- [SOURCE TEXT]
Nicholas Calabrese - Family Secrets Investigation and Conviction

Family Secrets Investigation and Conviction

On February 21, 2003, Chicago Tribune columnist John Kass broke the story that Calabrese was talking to the Federal Bureau of Investigation, and noted that Calabrese had disappeared from the federal prison in Milan, Michigan, and that Calabrese's federal prison records had disappeared altogether, leading Kass to believe that Calabrese had entered the United States Federal Witness Protection Program. FBI agents also had spread out across the country with search warrants, collecting DNA evidence, hair cuttings and oral swabs from many reputed Chicago Outfit members.

On April 25, 2005, federal prosecutors indicted 12 Chicago Outfit figures—including Calabrese—and two former police officers on charges of murder, illegal gambling and loan sharking. Dubbed, "Operation Family Secrets," the probe that led up to the indictments had relied heavily on Calabrese's cooperation. Newspapers reported that Calabrese had been confronted with DNA evidence implicating him in the 1986 mob hit of mob enforcer John Fecarotta, prompting Calabrese to cooperate with law enforcement in the probe.

Records from a data collection
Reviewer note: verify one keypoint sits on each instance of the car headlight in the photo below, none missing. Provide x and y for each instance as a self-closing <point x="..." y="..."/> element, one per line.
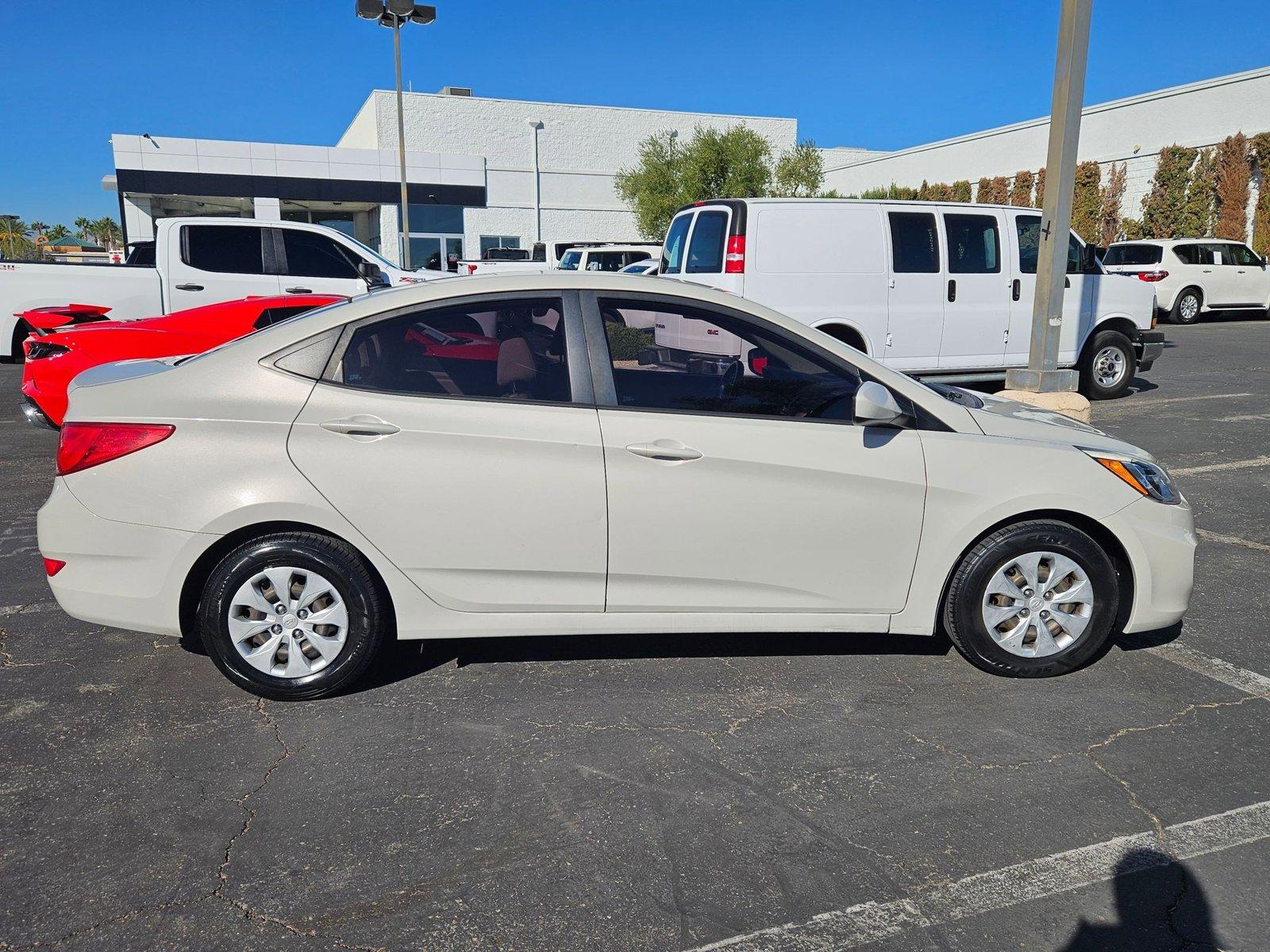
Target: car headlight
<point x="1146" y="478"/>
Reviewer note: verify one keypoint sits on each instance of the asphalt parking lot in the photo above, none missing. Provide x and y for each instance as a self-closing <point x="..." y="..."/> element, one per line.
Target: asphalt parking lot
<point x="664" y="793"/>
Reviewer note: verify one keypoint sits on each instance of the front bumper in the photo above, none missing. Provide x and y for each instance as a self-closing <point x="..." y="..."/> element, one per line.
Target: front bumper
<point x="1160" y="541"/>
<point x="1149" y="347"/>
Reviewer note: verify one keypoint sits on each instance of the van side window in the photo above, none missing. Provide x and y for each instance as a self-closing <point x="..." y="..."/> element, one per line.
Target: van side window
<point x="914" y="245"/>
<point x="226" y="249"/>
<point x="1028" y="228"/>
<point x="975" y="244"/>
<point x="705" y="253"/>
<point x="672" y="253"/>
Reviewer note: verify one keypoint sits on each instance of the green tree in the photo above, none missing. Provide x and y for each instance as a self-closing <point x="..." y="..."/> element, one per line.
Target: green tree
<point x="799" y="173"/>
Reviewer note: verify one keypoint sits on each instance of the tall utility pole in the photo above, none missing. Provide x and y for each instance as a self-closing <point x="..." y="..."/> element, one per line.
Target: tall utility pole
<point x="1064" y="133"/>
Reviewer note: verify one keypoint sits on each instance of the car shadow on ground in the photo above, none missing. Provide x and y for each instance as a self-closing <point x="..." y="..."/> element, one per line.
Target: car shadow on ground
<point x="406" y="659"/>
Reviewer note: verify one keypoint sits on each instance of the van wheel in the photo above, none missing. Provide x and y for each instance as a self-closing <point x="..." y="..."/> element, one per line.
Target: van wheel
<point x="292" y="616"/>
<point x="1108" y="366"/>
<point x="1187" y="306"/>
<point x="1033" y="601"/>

...

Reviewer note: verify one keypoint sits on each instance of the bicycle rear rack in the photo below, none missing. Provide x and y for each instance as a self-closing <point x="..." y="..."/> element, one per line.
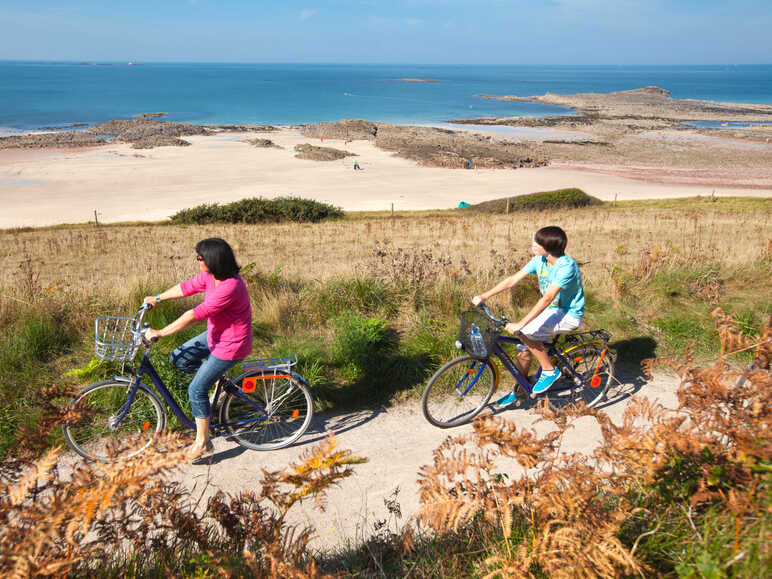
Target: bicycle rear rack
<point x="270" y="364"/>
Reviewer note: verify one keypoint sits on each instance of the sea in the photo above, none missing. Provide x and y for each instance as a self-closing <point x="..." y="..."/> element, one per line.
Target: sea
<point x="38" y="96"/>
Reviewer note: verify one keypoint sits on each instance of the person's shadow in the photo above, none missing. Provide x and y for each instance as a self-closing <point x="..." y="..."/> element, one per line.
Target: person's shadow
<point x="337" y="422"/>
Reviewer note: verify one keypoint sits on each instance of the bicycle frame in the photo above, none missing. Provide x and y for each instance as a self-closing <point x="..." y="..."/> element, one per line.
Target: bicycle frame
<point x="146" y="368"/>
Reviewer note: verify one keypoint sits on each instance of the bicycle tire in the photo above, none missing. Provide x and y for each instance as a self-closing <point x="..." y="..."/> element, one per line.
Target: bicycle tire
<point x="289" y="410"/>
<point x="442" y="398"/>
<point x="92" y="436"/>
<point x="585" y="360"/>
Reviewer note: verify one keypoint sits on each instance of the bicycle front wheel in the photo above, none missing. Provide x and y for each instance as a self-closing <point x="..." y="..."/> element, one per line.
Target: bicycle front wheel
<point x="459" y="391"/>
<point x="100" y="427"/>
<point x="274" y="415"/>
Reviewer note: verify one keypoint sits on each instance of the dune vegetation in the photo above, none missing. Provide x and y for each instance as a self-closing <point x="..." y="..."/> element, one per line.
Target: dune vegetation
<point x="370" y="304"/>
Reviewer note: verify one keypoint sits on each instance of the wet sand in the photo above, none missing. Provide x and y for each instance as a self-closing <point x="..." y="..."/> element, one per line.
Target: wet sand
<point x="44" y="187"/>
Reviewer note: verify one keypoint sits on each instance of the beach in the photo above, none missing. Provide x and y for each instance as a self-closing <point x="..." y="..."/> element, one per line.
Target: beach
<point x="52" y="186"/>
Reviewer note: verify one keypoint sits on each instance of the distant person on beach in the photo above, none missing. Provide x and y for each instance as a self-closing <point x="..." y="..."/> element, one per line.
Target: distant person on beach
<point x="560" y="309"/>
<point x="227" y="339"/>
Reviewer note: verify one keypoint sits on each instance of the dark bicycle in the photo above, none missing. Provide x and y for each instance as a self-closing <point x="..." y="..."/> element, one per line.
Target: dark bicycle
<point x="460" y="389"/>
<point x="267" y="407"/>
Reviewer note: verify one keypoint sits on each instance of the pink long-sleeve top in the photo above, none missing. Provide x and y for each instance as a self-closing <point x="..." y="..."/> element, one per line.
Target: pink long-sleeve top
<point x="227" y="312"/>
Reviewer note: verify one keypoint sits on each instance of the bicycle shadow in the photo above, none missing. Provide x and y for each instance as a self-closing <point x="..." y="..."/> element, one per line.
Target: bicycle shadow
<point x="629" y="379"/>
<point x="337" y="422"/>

- [TASK ITEM] Quote the passage on Nicholas Calabrese in full, word for word. These entries have nothing to do with the passage on Nicholas Calabrese.

- [OUTPUT OF THE TASK]
Nicholas Calabrese - Family Secrets Investigation and Conviction

Family Secrets Investigation and Conviction

On February 21, 2003, Chicago Tribune columnist John Kass broke the story that Calabrese was talking to the Federal Bureau of Investigation, and noted that Calabrese had disappeared from the federal prison in Milan, Michigan, and that Calabrese's federal prison records had disappeared altogether, leading Kass to believe that Calabrese had entered the United States Federal Witness Protection Program. FBI agents also had spread out across the country with search warrants, collecting DNA evidence, hair cuttings and oral swabs from many reputed Chicago Outfit members.

On April 25, 2005, federal prosecutors indicted 12 Chicago Outfit figures—including Calabrese—and two former police officers on charges of murder, illegal gambling and loan sharking. Dubbed, "Operation Family Secrets," the probe that led up to the indictments had relied heavily on Calabrese's cooperation. Newspapers reported that Calabrese had been confronted with DNA evidence implicating him in the 1986 mob hit of mob enforcer John Fecarotta, prompting Calabrese to cooperate with law enforcement in the probe.